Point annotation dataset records
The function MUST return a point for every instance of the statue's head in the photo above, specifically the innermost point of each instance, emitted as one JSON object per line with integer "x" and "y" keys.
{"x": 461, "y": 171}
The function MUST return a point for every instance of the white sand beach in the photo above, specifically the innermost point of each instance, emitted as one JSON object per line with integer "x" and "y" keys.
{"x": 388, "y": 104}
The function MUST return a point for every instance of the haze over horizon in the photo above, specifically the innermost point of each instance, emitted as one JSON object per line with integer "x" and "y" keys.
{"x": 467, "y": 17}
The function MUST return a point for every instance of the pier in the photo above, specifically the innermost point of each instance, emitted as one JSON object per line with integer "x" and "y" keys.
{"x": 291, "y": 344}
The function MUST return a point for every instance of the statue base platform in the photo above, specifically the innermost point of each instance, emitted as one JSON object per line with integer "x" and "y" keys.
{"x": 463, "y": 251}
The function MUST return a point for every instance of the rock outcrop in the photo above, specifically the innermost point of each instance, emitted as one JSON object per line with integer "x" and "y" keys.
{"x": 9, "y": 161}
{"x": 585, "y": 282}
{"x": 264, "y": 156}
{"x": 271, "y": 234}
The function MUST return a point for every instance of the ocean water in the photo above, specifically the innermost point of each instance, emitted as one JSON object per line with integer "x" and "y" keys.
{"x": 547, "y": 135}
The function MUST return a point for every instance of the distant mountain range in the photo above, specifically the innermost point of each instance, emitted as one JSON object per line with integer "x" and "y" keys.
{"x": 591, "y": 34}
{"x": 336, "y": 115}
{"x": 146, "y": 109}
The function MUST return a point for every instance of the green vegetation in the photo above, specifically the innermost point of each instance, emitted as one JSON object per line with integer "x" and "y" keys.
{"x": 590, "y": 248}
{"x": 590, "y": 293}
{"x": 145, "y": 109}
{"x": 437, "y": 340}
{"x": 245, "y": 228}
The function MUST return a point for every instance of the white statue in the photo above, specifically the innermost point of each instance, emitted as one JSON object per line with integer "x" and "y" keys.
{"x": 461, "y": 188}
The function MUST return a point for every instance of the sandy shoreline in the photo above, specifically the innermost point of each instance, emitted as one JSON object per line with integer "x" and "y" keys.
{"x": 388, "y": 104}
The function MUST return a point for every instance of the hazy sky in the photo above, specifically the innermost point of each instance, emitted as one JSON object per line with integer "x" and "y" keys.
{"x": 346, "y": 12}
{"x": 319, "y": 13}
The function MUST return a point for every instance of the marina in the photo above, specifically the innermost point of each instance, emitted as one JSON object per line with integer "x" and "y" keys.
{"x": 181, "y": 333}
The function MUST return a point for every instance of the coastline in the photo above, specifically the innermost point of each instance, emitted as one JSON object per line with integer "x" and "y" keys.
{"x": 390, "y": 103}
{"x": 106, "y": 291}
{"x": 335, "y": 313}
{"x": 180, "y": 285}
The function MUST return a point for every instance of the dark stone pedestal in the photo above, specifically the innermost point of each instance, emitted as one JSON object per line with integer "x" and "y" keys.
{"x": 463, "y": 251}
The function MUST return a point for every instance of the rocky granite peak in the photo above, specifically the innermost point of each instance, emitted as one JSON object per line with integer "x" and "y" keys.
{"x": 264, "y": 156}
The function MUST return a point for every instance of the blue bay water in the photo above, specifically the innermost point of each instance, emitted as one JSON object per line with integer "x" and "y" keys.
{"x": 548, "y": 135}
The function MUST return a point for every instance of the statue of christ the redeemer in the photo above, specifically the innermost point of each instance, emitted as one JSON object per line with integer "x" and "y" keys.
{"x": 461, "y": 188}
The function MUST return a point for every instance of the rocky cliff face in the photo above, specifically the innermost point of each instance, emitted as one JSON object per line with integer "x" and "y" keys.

EXERCISE REQUIREMENTS → Copy out all of the records above with nothing altered.

RESPONSE FOR THIS EXERCISE →
The function MUST return a point for every instance of the statue's head in the photo above, specifically the innermost point of each instance, emitted as one JSON object per line with integer "x" and "y" keys.
{"x": 461, "y": 171}
The function MUST return a point for every instance of the white sand beach in the photo above, specifically the innermost point of each instance, emitted as one JSON object per line with integer "x" and "y" keys.
{"x": 388, "y": 104}
The function MUST return a point for every instance of the haze over horizon in the photo above, specifically the innermost point of each instance, emitted as one JSON object per line with integer "x" and "y" keys.
{"x": 467, "y": 17}
The function MUST return a point for every instance of the pier in the photo above, specifically the innermost point of each instance, emitted as one JSON object per line with integer "x" and "y" keys.
{"x": 291, "y": 344}
The function MUST return a point for every instance of the statue base platform in the photo above, specifically the innermost point of each instance, emitted as one JSON object per line with integer "x" and "y" keys.
{"x": 463, "y": 251}
The function MUST return a point for every instance of the rock outcrop in the photo above, specifically the innermost point of each instance, emitted as one JSON object per line with integer "x" and "y" keys.
{"x": 9, "y": 161}
{"x": 585, "y": 282}
{"x": 264, "y": 156}
{"x": 271, "y": 234}
The function MUST return a point for every instance of the ocean water in the photo above, specifically the innermost point of each instance, emitted as one JSON object per line with integer "x" and "y" keys.
{"x": 547, "y": 135}
The function MUST return a point for every instance of the distant mountain range in the photo above, specifically the innermost point of each instance, emitted as one JSON object per line with integer "x" and "y" keys.
{"x": 591, "y": 34}
{"x": 336, "y": 115}
{"x": 146, "y": 109}
The function MUST return a point for every instance of the green vegetation in the photo above, specifically the innermost point of each instance, emitted as one JSON object per line with integer "x" and "y" keys.
{"x": 590, "y": 248}
{"x": 590, "y": 293}
{"x": 145, "y": 109}
{"x": 437, "y": 340}
{"x": 245, "y": 228}
The function MUST return a point for every instance of the white statue in the photo above, specifically the innermost point of each instance, emitted as one JSON object per line with integer "x" and "y" keys.
{"x": 461, "y": 188}
The function MUST return a point for every instance of the sandy shoreline in the photo above, specifically the innermost point of each instance, emitted as one JSON object per line with integer "x" and "y" keys.
{"x": 388, "y": 104}
The function MUST return a point for every instance of the hazy sky in the photo above, specifically the innermost point of each instance, emitted as one JSON object per line with integer "x" and "y" keys.
{"x": 346, "y": 12}
{"x": 319, "y": 13}
The function MUST return a point for every instance of the marina in the photo above, specifically the innermost point of each instance, emitted as one JSON object per line with integer "x" and "y" keys.
{"x": 181, "y": 333}
The function MUST return a point for every instance of the coastline in the photo above, specifically the innermost point of each instance, emitted as one JSON object per line with integer "x" and "y" keys.
{"x": 390, "y": 103}
{"x": 106, "y": 291}
{"x": 335, "y": 313}
{"x": 180, "y": 285}
The function MUST return a point for every instance of the dark stone pedestal in the photo above, specifically the innermost point of each instance, emitted as one JSON object per line with integer "x" and "y" keys.
{"x": 463, "y": 251}
The function MUST return a point for every instance of the rocky granite peak in the photo above, specifically the innermost point of each instance, emitted as one JSON object per line with integer "x" and "y" keys.
{"x": 264, "y": 156}
The function MUST return a point for every instance of the blue bay water in the photo above, specifically the innermost point of each instance, emitted as one JSON object per line with integer "x" and "y" keys.
{"x": 548, "y": 135}
The function MUST return a point for every instance of the statue of christ the redeemer in the photo above, specifically the innermost point of each instance, emitted as one JSON object per line with integer "x" and "y" keys.
{"x": 461, "y": 188}
The function MUST return a point for every instance of the rocky cliff face in the photo above, specifically the innermost point of each instance, emitted as one JSON object per line with integer "x" and "y" keys.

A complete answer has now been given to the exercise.